## GIVEN PROBLEM 1:
Name every architect the selected excerpt on Hamburg identifies as working on the plans for the town hall.

________

During the late 19th century up until the beginning of World War I the population of Hamburg tripled from about 300,000 to about a million. Villages in the surroundings of the old town grew to become densely populated suburbs and the city's economy boomed. Hamburg's harbour was a centre of Germany's oversea trade and also benefited from its position as a base of the German Imperial Navy. Hamburg earned its nickname, "Tor zur Welt" ("gateway to the world") as it was also one of Germany's most important harbour for passenger ships, especially for those sailing to America. Between 1815 and 1934 about 50 million people left Europe for America, 5 million of those alone via Hamburg. The Greater Hamburg Act (Groß-Hamburg-Gesetz, Gesetz über Groß-Hamburg und andere Gebietsbereinigungen, Law regarding Larger Hamburg and other territorial readjustments) of 1937 changed the geographical extension of the city considerably. Altona, Wandsbeck (Wandsbek) und Harburg-Wilhelmsburg (see below) and other Prussian communities were incorporated into Hamburg. In return, Cuxhaven and Geesthacht became part of Prussia. Hamburg increased its area from 415 km² to 755 km². One year later, all communities that had become part of Hamburg were incorporated into the unified municipality of Hamburg.
World War II brought severe hardships for the city. The bomb raids of July and August 1943 killed between 40,000 and
50,000 people and injured some 125,000; about one third of the city was destroyed, about 900,000 people became homeless.
After the war, Hamburg was delivered without struggle to the British forces. In 1949 Hamburg became a federal state of the
Federal Republic of Germany.
The Hamburg Town Hall is the seat of the 'Bürgerschaft', the city parliament, and the 'Senat', the government of the city of Hamburg.
The old town hall, which was located at the bridge Trostbrücke, was destroyed by the large fire of 1842. The area between stock exchange and the Kleine Alster was chosen as location for the cosntruction of the new town centre. The first drafts for the design of the new town hall were alread made in 1854 and 1876, but it took until 1884 that the designs were accepted by the city. The cosntrucion of the town hall then took until 1897. The plans were drawn by a group of architects lead by Martin Haller who collaborated with Leopold Lamprecht, Bernhard Hanssen, Wilhelm Meerwein, Hugo Stammann and others.
The building is one of the few fully preserved examples of Historicist architecture in Germany.
The front façade has a width of 111 m, the central tower has a height of 112 m.
The façade is decorated by 20 statues of emperors of the Holy Roman Empire, starting with Karl I (Charlemagne)
and ending with Franz II (Franz I as Emperor of Austria).
The Jungfernstieg forms the southern bank of the Binnenalster.
It originated in 1235 when Count Adolf IV of Schauenburg and Holstein built a dam to pile the waters of the Alster
river to drive a mill. After the large fire of 1841 the course of the river was altered artificially. Whereas the old
course of the Alster went via what today is the Nicolaifleet, the river was now diverted through an old moat of the former
fortifications towards the Kleine Alster.
The Lombardsbrücke separates the Binnenalster from the Außenalster and was built on the site
where parts of the former fortifications stood. The name is derived from the pawnbroker's house "Lombard" of 1651.

________

## GIVEN PROBLEM 2:
Report how many lines in the records below contain the string "bottle", where case counts. Give only the number.

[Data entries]
________

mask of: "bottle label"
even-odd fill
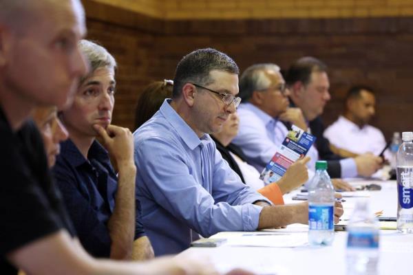
[[[332,230],[334,228],[332,206],[308,206],[308,226],[310,230]]]
[[[402,208],[413,207],[413,167],[397,167],[397,194]]]
[[[347,247],[352,248],[378,248],[379,233],[373,232],[348,232]]]

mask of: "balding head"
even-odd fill
[[[80,0],[0,1],[0,103],[15,107],[5,112],[63,105],[87,72],[85,33]]]

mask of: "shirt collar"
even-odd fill
[[[273,118],[255,105],[250,102],[241,103],[239,107],[240,109],[245,109],[253,111],[255,114],[260,118],[261,120],[264,122],[265,125],[269,123],[273,123],[274,125],[278,120],[276,118]]]
[[[61,143],[61,153],[75,167],[79,166],[85,162],[89,163],[89,161],[83,157],[79,149],[70,139]],[[91,159],[109,160],[107,151],[96,140],[94,140],[92,144],[87,152],[87,156]]]
[[[172,100],[170,98],[165,100],[160,109],[160,113],[191,150],[193,150],[200,144],[204,144],[211,140],[209,135],[206,134],[200,139],[189,125],[171,107],[171,101]]]

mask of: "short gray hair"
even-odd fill
[[[279,72],[279,67],[273,63],[253,65],[242,73],[240,78],[240,96],[242,100],[249,100],[254,91],[264,90],[270,87],[271,80],[265,71]]]
[[[78,43],[78,47],[85,56],[87,58],[90,65],[90,74],[93,74],[96,69],[101,67],[106,67],[109,69],[115,71],[116,69],[116,60],[107,50],[101,45],[90,41],[83,39]],[[81,80],[82,83],[87,76]]]

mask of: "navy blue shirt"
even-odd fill
[[[108,258],[107,222],[115,206],[118,178],[107,151],[95,140],[86,160],[67,140],[61,143],[53,173],[81,243],[92,255]],[[139,206],[136,210],[140,211]],[[135,239],[143,235],[143,226],[137,218]]]
[[[0,107],[0,273],[17,274],[6,255],[63,228],[74,236],[74,230],[34,123],[14,131]]]

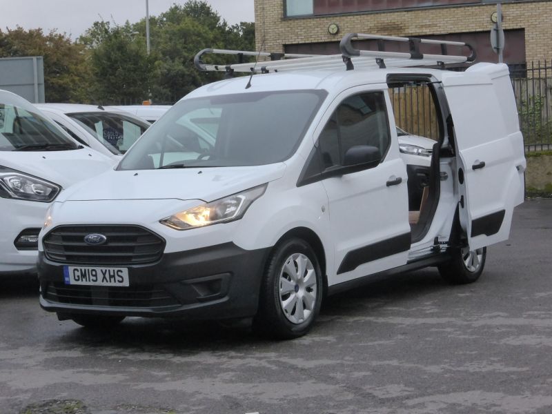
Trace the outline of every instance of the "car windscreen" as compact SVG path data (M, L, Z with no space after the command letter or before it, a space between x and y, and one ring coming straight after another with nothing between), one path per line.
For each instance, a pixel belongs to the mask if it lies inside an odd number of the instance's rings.
M124 154L150 124L117 112L67 114L114 154Z
M41 115L0 103L0 151L62 151L78 144Z
M248 92L181 101L144 134L119 169L281 162L295 151L326 95Z

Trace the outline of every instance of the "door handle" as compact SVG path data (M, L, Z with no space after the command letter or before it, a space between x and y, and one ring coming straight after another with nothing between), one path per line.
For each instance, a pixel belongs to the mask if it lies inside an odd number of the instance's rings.
M395 178L395 179L390 179L387 181L386 185L388 187L391 187L391 186L398 186L402 182L402 179L399 177L398 178Z
M480 170L481 168L482 168L484 166L485 166L485 161L482 161L479 164L473 164L473 166L471 166L471 169L475 171L475 170Z

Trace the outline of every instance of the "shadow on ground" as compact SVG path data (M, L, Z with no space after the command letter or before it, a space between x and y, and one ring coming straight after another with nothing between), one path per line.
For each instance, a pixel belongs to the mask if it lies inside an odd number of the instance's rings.
M431 269L375 280L360 288L328 297L319 318L325 322L317 323L313 333L319 330L331 332L332 324L339 323L333 320L335 317L366 316L379 307L453 288ZM129 317L110 329L82 328L72 321L59 324L68 329L57 337L61 344L71 346L113 346L142 351L162 349L164 353L179 353L235 350L241 346L262 346L268 349L279 346L278 342L253 333L251 319L190 322L179 319Z

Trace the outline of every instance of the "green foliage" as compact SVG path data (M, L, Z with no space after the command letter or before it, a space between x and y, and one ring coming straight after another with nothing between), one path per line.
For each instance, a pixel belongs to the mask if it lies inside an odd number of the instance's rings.
M64 34L42 29L0 30L0 57L42 56L44 59L44 90L49 102L78 102L86 98L90 72L82 45Z
M543 155L552 155L552 151L537 151L534 152L527 152L525 154L525 158L542 157Z
M96 22L79 39L89 49L90 92L95 103L147 97L154 57L147 55L145 43L135 36L128 23L110 27L108 22Z
M112 27L95 22L79 42L90 50L95 102L172 103L220 74L193 65L206 48L253 50L255 24L228 26L205 1L173 4L150 17L151 54L146 53L146 20Z
M130 103L151 97L161 103L221 79L195 68L199 50L255 48L254 23L229 26L197 0L151 16L150 32L148 55L145 19L123 25L95 21L75 42L55 30L45 34L39 28L17 27L0 30L0 57L43 56L47 102Z
M519 101L520 127L526 145L552 142L552 121L544 121L542 116L546 104L546 98L542 95Z

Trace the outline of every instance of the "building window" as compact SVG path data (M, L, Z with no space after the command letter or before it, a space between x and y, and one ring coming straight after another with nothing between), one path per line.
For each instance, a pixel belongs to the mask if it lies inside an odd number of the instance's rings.
M286 15L311 16L314 13L313 0L286 0Z

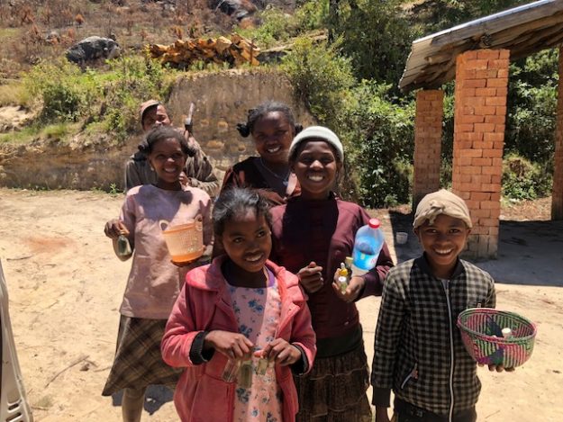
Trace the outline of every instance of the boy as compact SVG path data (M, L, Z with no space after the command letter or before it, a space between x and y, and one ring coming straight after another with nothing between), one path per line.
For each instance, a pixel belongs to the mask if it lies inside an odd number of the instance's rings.
M392 268L383 290L371 374L376 422L389 422L391 389L396 422L475 422L481 383L456 321L468 308L495 307L495 282L459 258L472 227L461 198L426 195L413 227L424 253Z
M166 108L157 100L149 100L141 103L139 109L139 117L145 134L155 127L172 124ZM184 185L187 184L203 189L213 198L219 189L219 181L211 161L190 132L184 130L184 136L193 151L186 161L186 169L180 175L180 182ZM132 155L125 164L125 191L129 191L138 184L154 184L156 183L157 174L150 168L145 153L137 151Z

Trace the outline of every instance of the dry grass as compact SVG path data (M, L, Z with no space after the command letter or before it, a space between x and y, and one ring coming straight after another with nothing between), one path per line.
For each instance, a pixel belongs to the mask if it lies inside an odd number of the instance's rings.
M185 38L229 33L235 23L233 18L210 10L206 0L177 4L170 10L141 0L23 0L14 7L0 2L0 79L17 77L20 70L60 56L74 42L92 35L114 34L123 49L140 51L147 43L170 44L178 33ZM58 40L48 42L51 32Z

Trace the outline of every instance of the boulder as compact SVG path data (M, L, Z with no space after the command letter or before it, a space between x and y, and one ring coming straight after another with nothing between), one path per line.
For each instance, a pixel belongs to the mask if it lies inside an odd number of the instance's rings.
M77 42L67 50L67 59L83 66L98 59L115 58L121 48L111 38L92 36Z

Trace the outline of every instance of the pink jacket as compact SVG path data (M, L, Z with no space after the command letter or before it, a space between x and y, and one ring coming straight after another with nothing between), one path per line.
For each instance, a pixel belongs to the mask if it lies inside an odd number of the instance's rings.
M192 342L201 331L238 331L227 282L221 272L224 259L218 256L211 265L187 274L162 337L164 361L171 366L186 367L174 393L182 422L232 420L236 384L222 379L227 358L215 353L203 364L195 365L190 360ZM316 354L315 335L297 277L270 261L267 265L276 274L282 301L277 337L301 346L310 370ZM276 378L283 392L283 420L295 421L299 405L290 367L276 365Z

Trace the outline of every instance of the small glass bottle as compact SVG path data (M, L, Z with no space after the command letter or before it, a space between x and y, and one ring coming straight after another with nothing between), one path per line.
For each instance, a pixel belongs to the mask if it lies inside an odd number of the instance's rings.
M131 255L131 245L125 235L119 235L119 238L117 238L117 255L120 256L129 256Z
M229 359L225 367L222 370L222 381L225 382L234 382L237 379L237 373L239 373L239 368L241 367L241 360L240 359Z

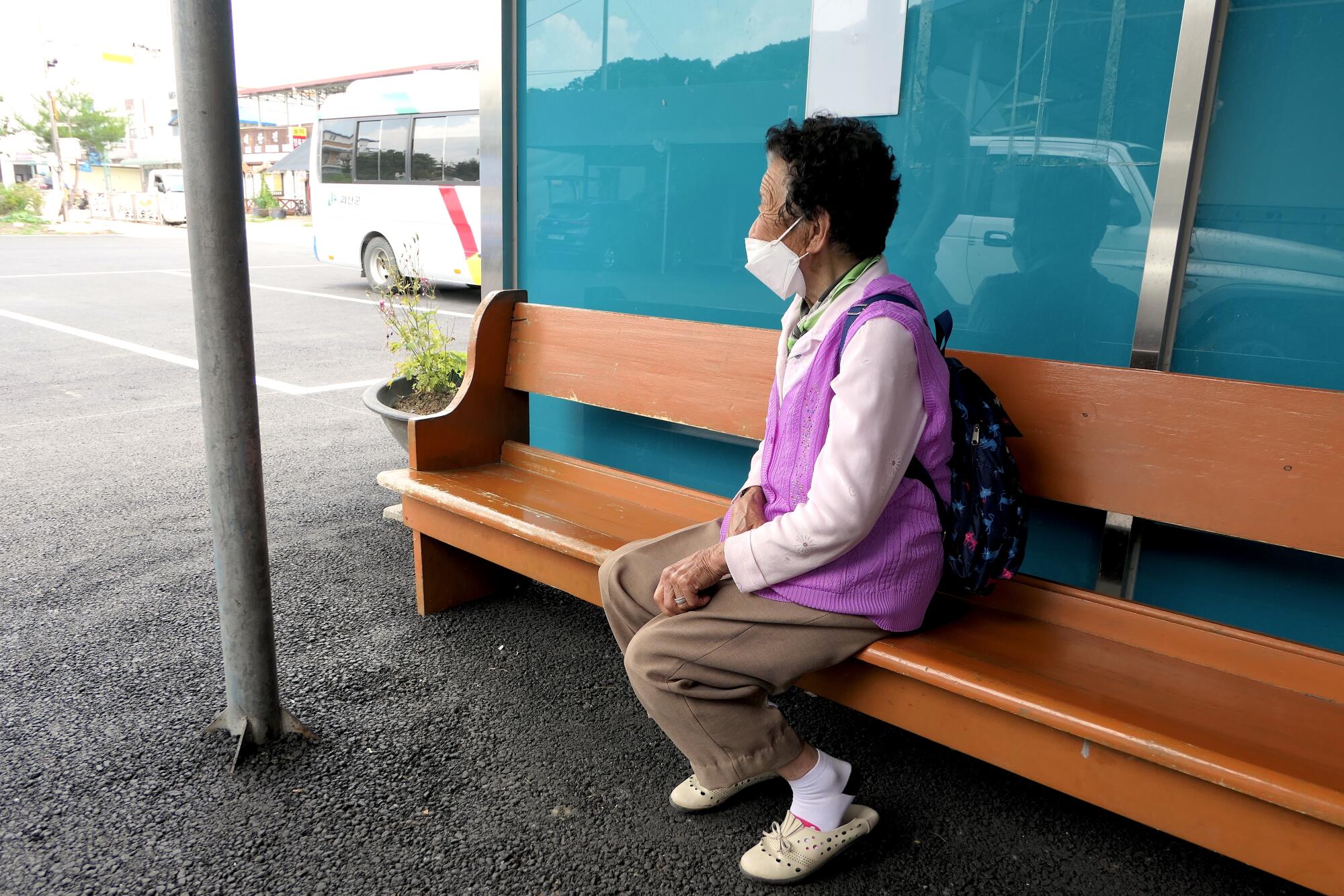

________

## FULL ANSWER 1:
Martin Haller, Leopold Lamprecht, Bernhard Hanssen, Wilhelm Meerwein, Hugo Stammann

## FULL ANSWER 2:
2